She left Myanmar in 2021, just a few months after the military seized power in a coup that overthrew the civilian-led government.

And while Ma Thida says it would not be safe for her to return anytime soon, exile implies a permanence the writer isn’t quite comfortable with.

“My aim is not to be exiled — just to keep away from the country. And as soon as I get a chance, I would definitely go back,” she said, speaking with VOA in Berlin, where she is currently living.

Born and raised in Myanmar’s largest city, Yangon, Ma Thida studied medicine in the 1980s and became a physician. She worked as an aide and medic for pro-democracy leader Aung San Suu Kyi and wrote her first novel in 1992.

Titled “The Sunflower,” the book explored the population’s expectations of Suu Kyi, who at that time was under house arrest.

But the book was banned shortly before being published in 1993, and Myanmar’s junta sentenced Ma Thida to 20 years in Insein Prison for “endangering public peace, having contact with illegal organizations, and distributing unlawful literature.”

International pressure led to her early release in 1999. “The Sunflower” was finally published, and Ma Thida started writing again.

Her latest book “A-Maze,” published in May, explores Myanmar’s struggle for democracy and the post-coup Spring Revolution.

“I try to understand what’s going on right now and why it happened,” Ma Thida said. “So, this is my attempt to understand the whole situation, but at the same time, my attempt to convince the readers to understand what our struggle is.”

Ma Thida, who is chair of the Writers in Prison Committee run by the free expression group PEN International, said her jailing in the 1990s made her realize it was too dangerous to stay in Myanmar following the 2021 coup.

“A lot of writers were already at risk or were already being arrested,” she said, recalling how anxious she felt at Yangon Airport the day she left.

§ DATA SUPPLIED

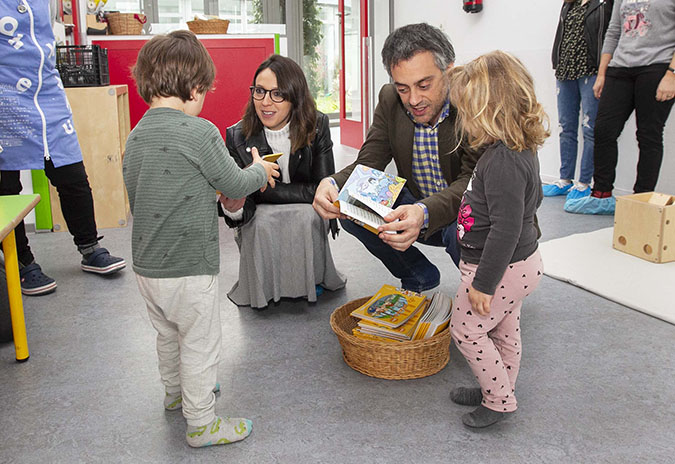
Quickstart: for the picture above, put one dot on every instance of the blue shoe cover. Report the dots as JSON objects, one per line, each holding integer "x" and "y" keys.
{"x": 591, "y": 205}
{"x": 553, "y": 190}
{"x": 576, "y": 193}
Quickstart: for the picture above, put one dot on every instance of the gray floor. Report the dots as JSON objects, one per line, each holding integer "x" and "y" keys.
{"x": 596, "y": 383}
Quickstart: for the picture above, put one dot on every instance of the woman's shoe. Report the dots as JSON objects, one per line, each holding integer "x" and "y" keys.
{"x": 557, "y": 188}
{"x": 591, "y": 205}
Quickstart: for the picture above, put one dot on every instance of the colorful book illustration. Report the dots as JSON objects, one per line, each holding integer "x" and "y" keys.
{"x": 401, "y": 333}
{"x": 368, "y": 196}
{"x": 390, "y": 307}
{"x": 436, "y": 318}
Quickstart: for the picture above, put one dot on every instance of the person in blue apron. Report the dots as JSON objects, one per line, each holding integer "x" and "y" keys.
{"x": 36, "y": 132}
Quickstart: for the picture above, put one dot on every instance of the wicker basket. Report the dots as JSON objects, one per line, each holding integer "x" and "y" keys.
{"x": 126, "y": 23}
{"x": 209, "y": 26}
{"x": 400, "y": 360}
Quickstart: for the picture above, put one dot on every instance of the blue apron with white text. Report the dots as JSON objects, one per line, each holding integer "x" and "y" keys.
{"x": 35, "y": 118}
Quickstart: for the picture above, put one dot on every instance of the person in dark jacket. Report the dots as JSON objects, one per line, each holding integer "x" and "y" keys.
{"x": 576, "y": 57}
{"x": 279, "y": 228}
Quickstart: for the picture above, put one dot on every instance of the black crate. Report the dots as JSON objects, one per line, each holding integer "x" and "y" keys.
{"x": 82, "y": 65}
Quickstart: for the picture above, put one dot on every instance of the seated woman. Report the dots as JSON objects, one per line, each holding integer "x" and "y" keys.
{"x": 282, "y": 241}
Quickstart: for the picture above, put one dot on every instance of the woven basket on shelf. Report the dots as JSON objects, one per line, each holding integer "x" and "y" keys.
{"x": 398, "y": 360}
{"x": 125, "y": 23}
{"x": 209, "y": 26}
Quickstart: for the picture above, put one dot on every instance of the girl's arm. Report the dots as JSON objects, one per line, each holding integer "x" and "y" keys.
{"x": 505, "y": 181}
{"x": 612, "y": 37}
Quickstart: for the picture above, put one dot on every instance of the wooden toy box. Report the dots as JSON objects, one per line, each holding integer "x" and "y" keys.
{"x": 644, "y": 226}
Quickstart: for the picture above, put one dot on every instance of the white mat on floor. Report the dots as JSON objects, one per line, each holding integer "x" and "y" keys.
{"x": 589, "y": 261}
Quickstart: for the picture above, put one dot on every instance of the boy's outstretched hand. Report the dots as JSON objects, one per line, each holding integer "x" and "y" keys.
{"x": 231, "y": 204}
{"x": 272, "y": 169}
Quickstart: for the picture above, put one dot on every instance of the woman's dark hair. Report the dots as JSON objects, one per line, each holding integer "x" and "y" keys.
{"x": 172, "y": 65}
{"x": 407, "y": 41}
{"x": 293, "y": 86}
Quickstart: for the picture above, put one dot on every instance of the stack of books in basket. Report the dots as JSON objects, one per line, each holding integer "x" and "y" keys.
{"x": 397, "y": 315}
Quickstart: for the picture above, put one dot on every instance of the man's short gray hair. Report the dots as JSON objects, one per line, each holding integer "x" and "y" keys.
{"x": 407, "y": 41}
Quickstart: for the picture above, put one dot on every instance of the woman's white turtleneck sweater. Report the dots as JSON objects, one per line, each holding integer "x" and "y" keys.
{"x": 280, "y": 142}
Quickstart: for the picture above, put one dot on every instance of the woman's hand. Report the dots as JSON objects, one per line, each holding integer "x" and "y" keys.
{"x": 326, "y": 193}
{"x": 480, "y": 301}
{"x": 597, "y": 87}
{"x": 231, "y": 204}
{"x": 405, "y": 221}
{"x": 666, "y": 89}
{"x": 272, "y": 169}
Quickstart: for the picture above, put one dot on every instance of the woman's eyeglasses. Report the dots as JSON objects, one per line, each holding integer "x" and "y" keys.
{"x": 259, "y": 93}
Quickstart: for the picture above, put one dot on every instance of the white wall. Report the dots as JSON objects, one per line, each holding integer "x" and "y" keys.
{"x": 526, "y": 28}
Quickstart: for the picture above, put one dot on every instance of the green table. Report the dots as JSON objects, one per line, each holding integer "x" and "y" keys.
{"x": 13, "y": 208}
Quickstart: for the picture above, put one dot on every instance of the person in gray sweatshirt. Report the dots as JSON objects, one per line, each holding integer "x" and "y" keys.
{"x": 637, "y": 72}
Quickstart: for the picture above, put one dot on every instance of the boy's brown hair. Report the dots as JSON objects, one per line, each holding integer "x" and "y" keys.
{"x": 171, "y": 65}
{"x": 495, "y": 100}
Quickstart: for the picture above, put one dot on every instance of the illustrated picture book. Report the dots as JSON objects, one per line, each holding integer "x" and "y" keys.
{"x": 368, "y": 196}
{"x": 390, "y": 306}
{"x": 436, "y": 318}
{"x": 401, "y": 333}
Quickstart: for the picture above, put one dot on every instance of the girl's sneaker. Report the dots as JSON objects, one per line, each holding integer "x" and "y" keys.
{"x": 34, "y": 282}
{"x": 557, "y": 188}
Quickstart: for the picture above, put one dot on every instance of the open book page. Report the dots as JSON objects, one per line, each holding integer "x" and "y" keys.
{"x": 378, "y": 186}
{"x": 361, "y": 215}
{"x": 368, "y": 196}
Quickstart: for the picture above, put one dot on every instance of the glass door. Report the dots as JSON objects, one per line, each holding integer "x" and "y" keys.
{"x": 354, "y": 71}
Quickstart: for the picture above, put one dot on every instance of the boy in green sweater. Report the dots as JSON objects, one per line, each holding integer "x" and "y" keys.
{"x": 173, "y": 165}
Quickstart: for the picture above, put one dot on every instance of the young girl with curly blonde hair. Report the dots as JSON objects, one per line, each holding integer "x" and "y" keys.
{"x": 500, "y": 263}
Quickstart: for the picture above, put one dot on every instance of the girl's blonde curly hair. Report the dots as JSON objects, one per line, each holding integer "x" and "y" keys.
{"x": 495, "y": 100}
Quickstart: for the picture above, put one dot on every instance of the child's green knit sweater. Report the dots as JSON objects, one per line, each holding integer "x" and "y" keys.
{"x": 173, "y": 165}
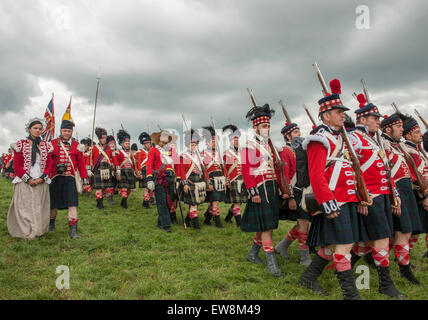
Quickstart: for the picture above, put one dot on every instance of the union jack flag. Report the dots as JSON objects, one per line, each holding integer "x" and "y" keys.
{"x": 49, "y": 132}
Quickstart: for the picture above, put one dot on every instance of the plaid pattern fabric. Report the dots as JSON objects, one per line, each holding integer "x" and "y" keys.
{"x": 233, "y": 195}
{"x": 127, "y": 179}
{"x": 408, "y": 221}
{"x": 260, "y": 217}
{"x": 378, "y": 223}
{"x": 345, "y": 229}
{"x": 98, "y": 183}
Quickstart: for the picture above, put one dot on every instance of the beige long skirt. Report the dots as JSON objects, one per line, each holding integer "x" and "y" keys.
{"x": 29, "y": 211}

§ WORK TO COMPLETE
#1 Answer these from the article about Ma Thida, one line each.
(a) In which city was she born and raised?
(b) To how many years in Insein Prison was she sentenced?
(c) What is the title of her latest book?
#2 According to the article about Ma Thida, why did she decide it was too dangerous to stay in Myanmar after the 2021 coup? Answer in one to three sentences.
#3 Continue the article about Ma Thida from its last sentence.

§ EXPECTED OUTPUTS
#1
(a) Yangon
(b) 20 years
(c) "A-Maze"

#2 Her time in prison in the 1990s made her realize that staying in Myanmar after the 2021 coup was too dangerous. She also saw that many writers were already at risk or already being arrested.

#3
Myanmar’s military, known as the Tatmadaw, has detained thousands of people, including journalists and writers.

“They’re trying to silence all forms of dissent,” said Karin Deutsch Karlekar, a Myanmar expert at PEN America in New York. “Many people are still either underground and hiding within Myanmar, or in exile.”

Some writers were among the prisoners released at the beginning of 2024 in an annual mass amnesty. But several remain behind bars.

Their cases show that the military has not wavered on its aversion to free expression, Karlekar said.

Karlekar cited the case of filmmaker Shin Daewe, who covered environmental issues and human rights. Authorities sentenced her to life in prison earlier this year for buying a drone.

“Those sentences are really, really extreme and are a signal to anyone else in the writing and creative community that if they step out of line in any way, in terms of even just expressing criticism of the junta, that this is a possibility,” Karlekar said.

Myanmar’s military did not reply to VOA’s request for comment.

For now, Ma Thida is grateful to have the freedom and safety to continue her work.
Her latest book, published in English, is primarily intended for an international audience.

“Some people think this is just war — not the revolution, not the resistance,” she said about what she hopes readers take away from the book. “It’s more than that.”

Despite her situation and the years already spent in prison, laughter is still instinctive for Ma Thida. She pokes fun at her own misfortunes, including her passport troubles.

Myanmar’s embassy in Berlin has resisted renewing Ma Thida’s expired passport, which she believes is in retaliation for her writing.

The embassy did not reply to VOA’s request for comment.

Ma Thida has faced this problem before. After her release from prison in 1999, she was unable to obtain a passport for five years. “I have so many problems with passports,” she said, chuckling.

Withholding travel documents from exiled dissidents is something PEN America is seeing more frequently as a method of control, Karlekar said.

For now, the German government has given Ma Thida a passport reserved for people unable to obtain a passport from their home country.

And while Berlin is safer for dissidents than Yangon these days, Myanmar will always be home for Ma Thida.

“I look at my country as my own home because I got my education there. I got my understanding of life there. I got my belief in freedom there,” she said. “I always want to go back home.”